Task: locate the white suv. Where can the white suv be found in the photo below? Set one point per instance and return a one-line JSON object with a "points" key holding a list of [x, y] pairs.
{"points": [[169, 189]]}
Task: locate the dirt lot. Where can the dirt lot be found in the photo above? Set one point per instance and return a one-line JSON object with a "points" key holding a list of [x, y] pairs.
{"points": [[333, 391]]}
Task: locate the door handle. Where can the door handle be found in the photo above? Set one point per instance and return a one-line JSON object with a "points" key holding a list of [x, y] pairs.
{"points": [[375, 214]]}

» **Description of the task**
Rewrite all of the lines above, putting "gravel lot" wherever "dirt lot" appears and leaving everything else the same.

» **Task output**
Task: locate the white suv. Where can the white suv be found in the photo below? Set one point per instance and return a one-line JSON object with a "points" key holding a list of [x, y] pairs.
{"points": [[169, 189]]}
Task: locate the gravel lot. Where can the gravel lot be found in the photo above? Set one point per instance and return a one-line JSON object with a "points" key holding a list of [x, y] pairs.
{"points": [[333, 391]]}
Task: locate the door handle. Where can the door handle be found in the photo above? Set one point per instance and return a one-line JSON object with a "points" key holding a list of [x, y] pairs.
{"points": [[375, 214]]}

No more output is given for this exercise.